== Data shown ==
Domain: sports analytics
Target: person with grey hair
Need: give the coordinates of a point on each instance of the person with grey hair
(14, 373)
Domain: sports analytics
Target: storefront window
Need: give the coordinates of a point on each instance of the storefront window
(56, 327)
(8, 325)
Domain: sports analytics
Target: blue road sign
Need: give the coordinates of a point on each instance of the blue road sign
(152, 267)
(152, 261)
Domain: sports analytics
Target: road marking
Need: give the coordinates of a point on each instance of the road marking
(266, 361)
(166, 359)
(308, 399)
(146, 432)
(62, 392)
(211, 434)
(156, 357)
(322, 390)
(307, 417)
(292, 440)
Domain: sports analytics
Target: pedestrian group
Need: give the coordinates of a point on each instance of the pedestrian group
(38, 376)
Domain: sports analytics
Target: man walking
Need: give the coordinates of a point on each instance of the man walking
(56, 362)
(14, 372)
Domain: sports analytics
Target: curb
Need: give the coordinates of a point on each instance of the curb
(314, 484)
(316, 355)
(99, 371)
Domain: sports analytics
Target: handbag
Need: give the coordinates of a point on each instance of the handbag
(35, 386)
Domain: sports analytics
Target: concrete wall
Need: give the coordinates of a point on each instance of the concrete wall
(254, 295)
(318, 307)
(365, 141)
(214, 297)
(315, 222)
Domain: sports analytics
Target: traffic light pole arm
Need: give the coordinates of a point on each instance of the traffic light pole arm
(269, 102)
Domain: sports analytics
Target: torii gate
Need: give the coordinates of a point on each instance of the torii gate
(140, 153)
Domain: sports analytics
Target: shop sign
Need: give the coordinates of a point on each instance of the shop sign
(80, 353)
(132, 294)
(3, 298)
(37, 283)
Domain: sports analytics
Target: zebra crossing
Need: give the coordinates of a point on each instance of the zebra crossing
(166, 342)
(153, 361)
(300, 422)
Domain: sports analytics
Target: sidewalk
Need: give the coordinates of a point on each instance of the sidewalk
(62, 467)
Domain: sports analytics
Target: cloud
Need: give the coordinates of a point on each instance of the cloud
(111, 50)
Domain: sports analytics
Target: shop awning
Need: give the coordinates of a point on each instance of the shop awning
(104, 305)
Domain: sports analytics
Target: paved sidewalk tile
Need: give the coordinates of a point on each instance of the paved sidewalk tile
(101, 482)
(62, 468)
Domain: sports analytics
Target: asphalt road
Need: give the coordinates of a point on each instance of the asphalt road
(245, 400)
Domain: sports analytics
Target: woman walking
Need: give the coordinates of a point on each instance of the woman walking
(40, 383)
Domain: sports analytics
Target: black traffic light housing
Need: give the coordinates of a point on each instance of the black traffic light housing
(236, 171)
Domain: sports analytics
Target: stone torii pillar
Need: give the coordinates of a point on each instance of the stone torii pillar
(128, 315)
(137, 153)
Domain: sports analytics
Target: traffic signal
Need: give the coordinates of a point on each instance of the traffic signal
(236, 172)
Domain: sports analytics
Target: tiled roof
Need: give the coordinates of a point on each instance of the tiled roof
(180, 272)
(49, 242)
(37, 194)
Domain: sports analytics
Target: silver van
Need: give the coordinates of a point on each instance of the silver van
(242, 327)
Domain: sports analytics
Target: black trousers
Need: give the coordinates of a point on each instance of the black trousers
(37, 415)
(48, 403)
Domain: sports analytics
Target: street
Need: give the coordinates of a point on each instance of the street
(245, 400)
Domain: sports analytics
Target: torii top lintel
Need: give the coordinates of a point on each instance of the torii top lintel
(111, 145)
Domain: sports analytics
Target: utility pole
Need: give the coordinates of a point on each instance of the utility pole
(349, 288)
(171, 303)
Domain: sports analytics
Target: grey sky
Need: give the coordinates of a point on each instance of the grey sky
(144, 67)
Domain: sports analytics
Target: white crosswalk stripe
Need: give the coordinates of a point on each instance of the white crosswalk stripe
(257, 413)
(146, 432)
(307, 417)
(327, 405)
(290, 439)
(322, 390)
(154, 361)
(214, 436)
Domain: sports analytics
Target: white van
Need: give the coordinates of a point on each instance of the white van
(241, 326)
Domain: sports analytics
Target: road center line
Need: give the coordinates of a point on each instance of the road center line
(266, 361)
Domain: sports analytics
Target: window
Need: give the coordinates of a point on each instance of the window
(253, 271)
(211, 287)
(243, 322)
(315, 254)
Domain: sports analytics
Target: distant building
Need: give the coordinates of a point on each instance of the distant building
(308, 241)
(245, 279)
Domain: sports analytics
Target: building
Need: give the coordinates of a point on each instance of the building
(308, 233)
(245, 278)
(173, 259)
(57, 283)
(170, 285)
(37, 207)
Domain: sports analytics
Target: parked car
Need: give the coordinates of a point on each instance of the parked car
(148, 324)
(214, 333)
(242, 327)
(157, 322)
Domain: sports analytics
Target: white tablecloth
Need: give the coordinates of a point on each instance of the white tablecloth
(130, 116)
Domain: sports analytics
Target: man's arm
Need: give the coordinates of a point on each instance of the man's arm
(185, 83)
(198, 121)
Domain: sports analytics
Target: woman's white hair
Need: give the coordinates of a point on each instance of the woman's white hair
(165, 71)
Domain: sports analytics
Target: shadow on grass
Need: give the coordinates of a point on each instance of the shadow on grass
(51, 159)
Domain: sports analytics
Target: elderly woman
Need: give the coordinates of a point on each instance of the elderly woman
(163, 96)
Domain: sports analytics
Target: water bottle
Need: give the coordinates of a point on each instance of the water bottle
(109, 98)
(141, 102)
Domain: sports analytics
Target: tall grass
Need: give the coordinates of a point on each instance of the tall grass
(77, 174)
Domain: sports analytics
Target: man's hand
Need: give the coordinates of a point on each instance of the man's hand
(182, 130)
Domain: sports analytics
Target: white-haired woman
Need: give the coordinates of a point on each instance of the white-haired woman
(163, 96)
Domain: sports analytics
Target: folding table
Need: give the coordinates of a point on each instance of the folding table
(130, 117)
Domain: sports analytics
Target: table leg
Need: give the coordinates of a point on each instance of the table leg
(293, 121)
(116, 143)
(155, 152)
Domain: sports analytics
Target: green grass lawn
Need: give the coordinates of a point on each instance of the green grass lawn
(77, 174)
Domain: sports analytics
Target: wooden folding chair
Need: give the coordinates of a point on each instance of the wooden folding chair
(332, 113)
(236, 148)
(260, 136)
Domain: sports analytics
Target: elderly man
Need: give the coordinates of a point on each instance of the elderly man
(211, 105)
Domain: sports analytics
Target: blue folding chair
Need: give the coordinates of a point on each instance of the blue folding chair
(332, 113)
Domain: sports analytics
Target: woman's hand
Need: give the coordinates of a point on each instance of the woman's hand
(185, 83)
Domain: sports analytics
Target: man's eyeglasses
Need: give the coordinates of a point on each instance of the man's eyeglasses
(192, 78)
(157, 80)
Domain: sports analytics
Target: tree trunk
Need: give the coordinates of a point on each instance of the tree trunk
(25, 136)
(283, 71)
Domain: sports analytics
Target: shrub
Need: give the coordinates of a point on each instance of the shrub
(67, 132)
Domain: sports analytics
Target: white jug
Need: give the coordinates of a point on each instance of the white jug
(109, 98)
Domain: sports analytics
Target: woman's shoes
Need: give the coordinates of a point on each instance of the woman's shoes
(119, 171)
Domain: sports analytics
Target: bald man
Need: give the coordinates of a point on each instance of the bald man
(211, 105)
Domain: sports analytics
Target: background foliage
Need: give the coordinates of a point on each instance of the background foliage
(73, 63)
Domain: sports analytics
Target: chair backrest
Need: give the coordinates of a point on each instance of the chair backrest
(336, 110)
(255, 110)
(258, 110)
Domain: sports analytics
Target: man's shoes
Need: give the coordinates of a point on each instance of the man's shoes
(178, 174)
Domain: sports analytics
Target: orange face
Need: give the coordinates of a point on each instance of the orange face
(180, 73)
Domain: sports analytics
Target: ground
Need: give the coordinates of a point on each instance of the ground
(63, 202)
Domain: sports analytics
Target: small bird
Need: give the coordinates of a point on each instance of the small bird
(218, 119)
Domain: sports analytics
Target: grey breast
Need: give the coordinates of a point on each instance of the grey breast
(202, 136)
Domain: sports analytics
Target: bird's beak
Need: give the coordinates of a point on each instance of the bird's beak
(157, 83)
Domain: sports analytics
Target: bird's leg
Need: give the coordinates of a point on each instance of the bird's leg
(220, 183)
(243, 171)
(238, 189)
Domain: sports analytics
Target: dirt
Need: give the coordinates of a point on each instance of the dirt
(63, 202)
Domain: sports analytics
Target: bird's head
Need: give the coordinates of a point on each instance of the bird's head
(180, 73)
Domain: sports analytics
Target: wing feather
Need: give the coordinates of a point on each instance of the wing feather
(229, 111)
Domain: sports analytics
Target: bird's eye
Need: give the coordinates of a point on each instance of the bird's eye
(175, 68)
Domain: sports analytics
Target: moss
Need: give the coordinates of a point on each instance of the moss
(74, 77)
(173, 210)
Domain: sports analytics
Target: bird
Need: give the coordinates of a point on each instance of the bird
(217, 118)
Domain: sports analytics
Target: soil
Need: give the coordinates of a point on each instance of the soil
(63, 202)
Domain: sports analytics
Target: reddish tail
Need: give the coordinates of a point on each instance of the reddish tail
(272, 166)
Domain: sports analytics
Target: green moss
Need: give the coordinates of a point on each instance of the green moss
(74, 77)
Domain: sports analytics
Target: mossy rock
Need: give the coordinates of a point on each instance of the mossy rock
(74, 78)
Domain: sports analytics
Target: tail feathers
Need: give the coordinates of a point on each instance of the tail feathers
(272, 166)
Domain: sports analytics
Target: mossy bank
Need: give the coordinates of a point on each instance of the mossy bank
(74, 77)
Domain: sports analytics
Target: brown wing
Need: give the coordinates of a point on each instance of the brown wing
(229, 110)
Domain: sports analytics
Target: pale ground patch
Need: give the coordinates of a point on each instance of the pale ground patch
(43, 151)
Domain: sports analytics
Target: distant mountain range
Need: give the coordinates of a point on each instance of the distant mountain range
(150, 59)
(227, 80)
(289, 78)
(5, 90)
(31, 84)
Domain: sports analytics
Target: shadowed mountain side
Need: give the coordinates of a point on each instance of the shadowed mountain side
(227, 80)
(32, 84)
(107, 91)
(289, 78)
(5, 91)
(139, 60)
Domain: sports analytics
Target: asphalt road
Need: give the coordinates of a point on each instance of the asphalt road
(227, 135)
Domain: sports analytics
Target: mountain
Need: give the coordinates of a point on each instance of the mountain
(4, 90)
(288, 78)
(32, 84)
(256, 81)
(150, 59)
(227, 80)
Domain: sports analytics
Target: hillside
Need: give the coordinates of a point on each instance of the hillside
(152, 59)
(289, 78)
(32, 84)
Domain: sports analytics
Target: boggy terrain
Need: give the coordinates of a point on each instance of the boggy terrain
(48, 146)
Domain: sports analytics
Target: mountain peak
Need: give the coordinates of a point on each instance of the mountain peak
===
Problem to work on: Find every line in the material above that contains the word "concrete", treating uppercase and lowercase as different, and copy each of those lines.

Full response:
Target: concrete wall
Need: give the coordinates of a point on each instance of the concrete wall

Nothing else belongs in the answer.